### Directions for this task
Everything from the line containing "cloud bank, one line per instance." down to the last line of the entries below must be transcribed exactly, and nothing else.

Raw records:
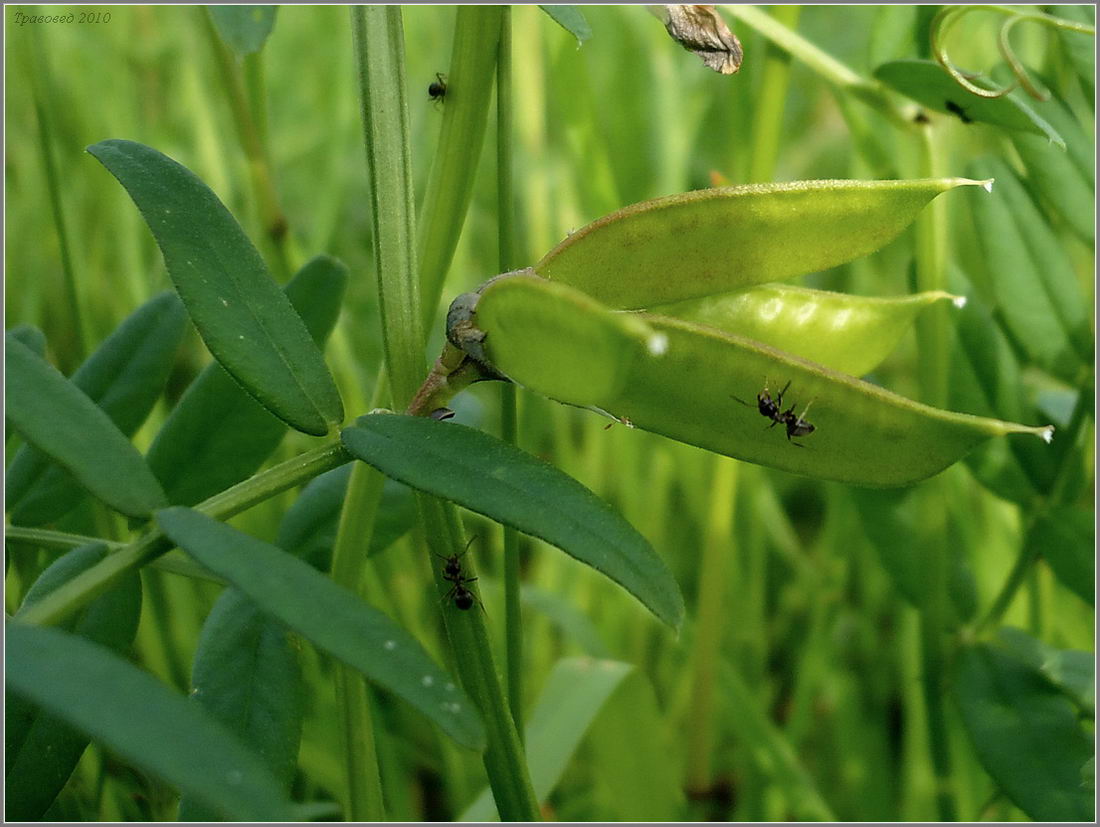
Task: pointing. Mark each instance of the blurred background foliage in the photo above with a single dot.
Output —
(794, 688)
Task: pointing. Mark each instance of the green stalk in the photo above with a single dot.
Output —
(40, 88)
(251, 135)
(932, 337)
(828, 67)
(465, 113)
(712, 619)
(89, 584)
(513, 616)
(1027, 554)
(768, 118)
(380, 50)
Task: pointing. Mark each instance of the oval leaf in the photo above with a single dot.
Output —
(42, 750)
(492, 477)
(714, 241)
(849, 333)
(246, 675)
(138, 717)
(864, 434)
(348, 629)
(64, 423)
(930, 85)
(243, 317)
(217, 434)
(1026, 734)
(124, 377)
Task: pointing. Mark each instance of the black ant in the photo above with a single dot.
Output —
(452, 573)
(955, 109)
(438, 88)
(796, 426)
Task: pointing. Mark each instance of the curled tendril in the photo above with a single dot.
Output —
(948, 17)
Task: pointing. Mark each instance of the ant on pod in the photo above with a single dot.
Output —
(452, 573)
(796, 426)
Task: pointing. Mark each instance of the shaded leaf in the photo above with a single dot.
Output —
(124, 377)
(684, 389)
(570, 19)
(714, 241)
(245, 320)
(348, 629)
(930, 85)
(572, 697)
(64, 423)
(1071, 671)
(849, 333)
(218, 434)
(1065, 537)
(41, 749)
(246, 675)
(497, 480)
(1025, 732)
(308, 529)
(244, 29)
(134, 715)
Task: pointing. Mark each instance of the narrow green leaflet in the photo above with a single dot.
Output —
(1065, 537)
(308, 529)
(573, 695)
(570, 19)
(1071, 671)
(217, 434)
(139, 718)
(243, 317)
(930, 85)
(332, 618)
(33, 339)
(244, 29)
(1026, 734)
(721, 240)
(1080, 48)
(64, 423)
(124, 377)
(849, 333)
(41, 749)
(246, 675)
(1030, 276)
(1065, 179)
(683, 384)
(986, 381)
(497, 480)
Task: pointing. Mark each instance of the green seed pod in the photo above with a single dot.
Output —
(849, 333)
(715, 241)
(679, 379)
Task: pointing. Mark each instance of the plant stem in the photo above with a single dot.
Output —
(92, 582)
(461, 135)
(768, 119)
(40, 88)
(712, 618)
(513, 615)
(251, 135)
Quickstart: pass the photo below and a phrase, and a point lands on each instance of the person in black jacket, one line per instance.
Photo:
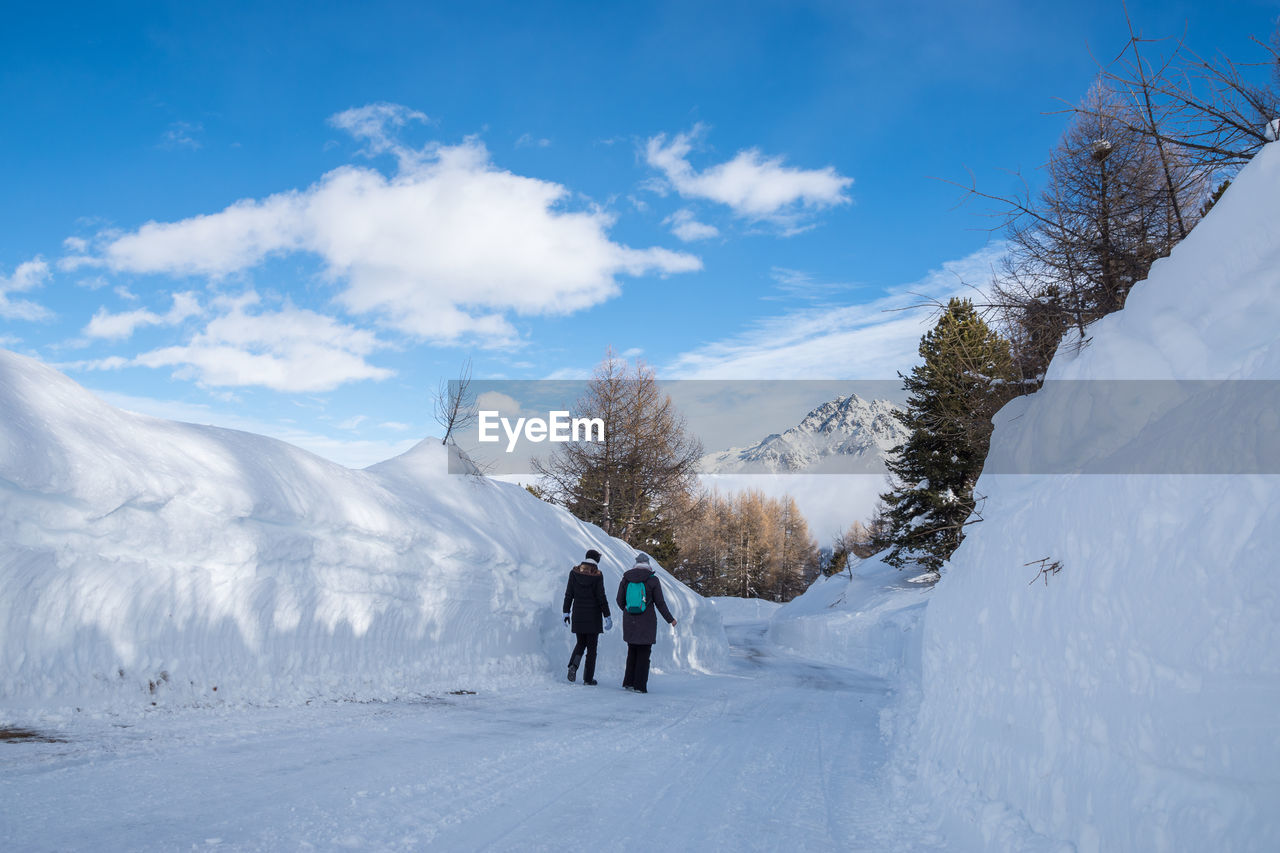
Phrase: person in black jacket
(640, 630)
(585, 596)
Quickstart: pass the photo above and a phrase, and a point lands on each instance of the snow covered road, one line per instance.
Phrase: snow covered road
(777, 753)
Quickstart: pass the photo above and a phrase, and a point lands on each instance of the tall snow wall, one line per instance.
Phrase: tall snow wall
(145, 561)
(1129, 701)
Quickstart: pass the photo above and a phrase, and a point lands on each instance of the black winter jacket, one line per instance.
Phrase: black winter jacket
(641, 629)
(585, 594)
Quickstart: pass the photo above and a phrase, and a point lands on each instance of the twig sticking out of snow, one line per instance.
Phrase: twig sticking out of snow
(1046, 569)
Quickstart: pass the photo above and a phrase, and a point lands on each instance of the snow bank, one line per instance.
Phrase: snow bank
(869, 620)
(152, 561)
(1127, 702)
(735, 611)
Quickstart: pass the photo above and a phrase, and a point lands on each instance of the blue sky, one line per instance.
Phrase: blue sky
(297, 218)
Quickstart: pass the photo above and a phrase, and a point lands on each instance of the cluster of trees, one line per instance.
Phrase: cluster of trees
(1146, 155)
(641, 486)
(745, 544)
(965, 375)
(635, 483)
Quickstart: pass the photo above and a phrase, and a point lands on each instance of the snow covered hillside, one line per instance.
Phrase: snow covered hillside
(152, 561)
(844, 436)
(868, 619)
(1128, 702)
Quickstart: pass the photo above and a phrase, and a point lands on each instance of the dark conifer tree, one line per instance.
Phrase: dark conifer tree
(965, 377)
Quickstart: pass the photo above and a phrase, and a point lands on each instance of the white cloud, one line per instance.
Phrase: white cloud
(118, 327)
(504, 405)
(446, 247)
(688, 228)
(799, 283)
(352, 423)
(530, 141)
(871, 341)
(291, 350)
(753, 185)
(28, 276)
(182, 135)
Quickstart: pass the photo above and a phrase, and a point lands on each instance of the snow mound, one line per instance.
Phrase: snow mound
(1127, 702)
(867, 617)
(144, 560)
(736, 611)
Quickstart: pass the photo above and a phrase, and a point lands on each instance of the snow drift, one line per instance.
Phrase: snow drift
(1129, 701)
(867, 617)
(152, 561)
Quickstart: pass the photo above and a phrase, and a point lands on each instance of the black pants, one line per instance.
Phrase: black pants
(638, 666)
(586, 642)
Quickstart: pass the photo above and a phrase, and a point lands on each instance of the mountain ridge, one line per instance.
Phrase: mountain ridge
(844, 436)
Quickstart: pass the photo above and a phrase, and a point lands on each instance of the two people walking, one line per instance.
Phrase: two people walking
(586, 612)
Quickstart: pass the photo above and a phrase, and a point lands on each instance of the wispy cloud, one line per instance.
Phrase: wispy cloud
(447, 247)
(182, 135)
(794, 283)
(27, 277)
(686, 227)
(753, 185)
(871, 341)
(118, 327)
(289, 349)
(530, 141)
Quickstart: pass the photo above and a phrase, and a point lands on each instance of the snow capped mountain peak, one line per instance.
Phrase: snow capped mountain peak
(845, 436)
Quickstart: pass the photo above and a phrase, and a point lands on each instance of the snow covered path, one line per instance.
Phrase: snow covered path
(778, 753)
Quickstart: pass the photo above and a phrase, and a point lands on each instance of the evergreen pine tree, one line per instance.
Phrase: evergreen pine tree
(964, 379)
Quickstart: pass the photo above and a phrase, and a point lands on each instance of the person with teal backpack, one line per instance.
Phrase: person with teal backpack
(640, 600)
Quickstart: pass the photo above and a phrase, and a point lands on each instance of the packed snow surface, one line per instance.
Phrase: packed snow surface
(1127, 702)
(867, 616)
(145, 561)
(773, 753)
(842, 436)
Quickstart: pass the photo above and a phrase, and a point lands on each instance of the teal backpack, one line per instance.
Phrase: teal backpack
(638, 596)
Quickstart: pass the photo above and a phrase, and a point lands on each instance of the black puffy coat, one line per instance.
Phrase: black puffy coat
(641, 629)
(585, 594)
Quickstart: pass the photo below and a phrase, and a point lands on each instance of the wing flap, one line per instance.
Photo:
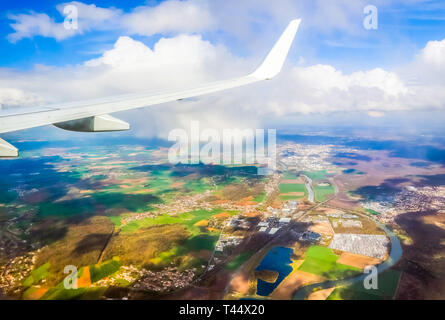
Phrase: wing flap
(28, 118)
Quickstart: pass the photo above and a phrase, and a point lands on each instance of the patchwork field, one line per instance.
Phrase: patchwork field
(323, 262)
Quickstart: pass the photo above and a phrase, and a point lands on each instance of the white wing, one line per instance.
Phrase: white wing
(92, 116)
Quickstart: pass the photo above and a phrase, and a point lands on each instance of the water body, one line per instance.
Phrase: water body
(310, 191)
(394, 257)
(277, 259)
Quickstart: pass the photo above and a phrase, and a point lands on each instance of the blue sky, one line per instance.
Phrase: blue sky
(335, 67)
(403, 30)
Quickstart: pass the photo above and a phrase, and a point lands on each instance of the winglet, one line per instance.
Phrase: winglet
(277, 56)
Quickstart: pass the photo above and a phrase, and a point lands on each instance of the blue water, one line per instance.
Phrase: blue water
(277, 259)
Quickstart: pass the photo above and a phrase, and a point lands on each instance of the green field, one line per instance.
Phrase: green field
(37, 275)
(317, 175)
(322, 193)
(387, 286)
(188, 219)
(322, 261)
(292, 187)
(103, 270)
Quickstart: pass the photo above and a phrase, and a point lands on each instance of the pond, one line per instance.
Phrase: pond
(277, 259)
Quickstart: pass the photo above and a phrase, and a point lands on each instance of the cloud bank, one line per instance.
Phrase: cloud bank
(184, 59)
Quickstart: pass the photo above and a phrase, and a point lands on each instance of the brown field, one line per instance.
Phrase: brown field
(267, 275)
(240, 283)
(322, 228)
(356, 260)
(36, 294)
(202, 223)
(294, 194)
(143, 191)
(222, 215)
(246, 203)
(295, 280)
(177, 185)
(320, 294)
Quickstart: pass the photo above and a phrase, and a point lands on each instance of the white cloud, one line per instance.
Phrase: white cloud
(184, 60)
(171, 16)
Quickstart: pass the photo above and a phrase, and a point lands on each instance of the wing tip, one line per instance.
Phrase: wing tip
(274, 62)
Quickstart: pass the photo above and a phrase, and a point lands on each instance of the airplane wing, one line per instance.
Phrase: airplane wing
(93, 116)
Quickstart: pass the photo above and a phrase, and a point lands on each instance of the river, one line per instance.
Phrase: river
(394, 257)
(310, 191)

### Written solution
Quickstart: pass the photo above and a phrase, and a point lands on each instance of the cloud bank, one line per instance.
Phrase: cloud bank
(184, 59)
Quickstart: pass the photo above and a phrase, and a point lands on each instance of the brown field, one line per instance.
Phrase: brown field
(267, 275)
(240, 283)
(322, 228)
(356, 260)
(36, 294)
(202, 223)
(294, 194)
(143, 191)
(222, 215)
(246, 203)
(295, 280)
(177, 185)
(320, 294)
Quickstart: pass the photo above and a phrase, and a point lands on each instance of the white cloud, one line per instance.
Phrase: white cloud
(184, 60)
(171, 16)
Quickstart: pass the photo above and a phrase, and a point lands on each instance of the wing tip, one line per instance.
Phrase: wing tip
(274, 62)
Quickstart: pass the photo above and a phrase, and a point lands on each instance of the airplane wing, one line per instance.
Phrase: airplane wing
(93, 116)
Quickstart: pass the photo above and a phrase, and a point lands on each instance of the river, one line per instance.
Phrase: river
(394, 257)
(310, 191)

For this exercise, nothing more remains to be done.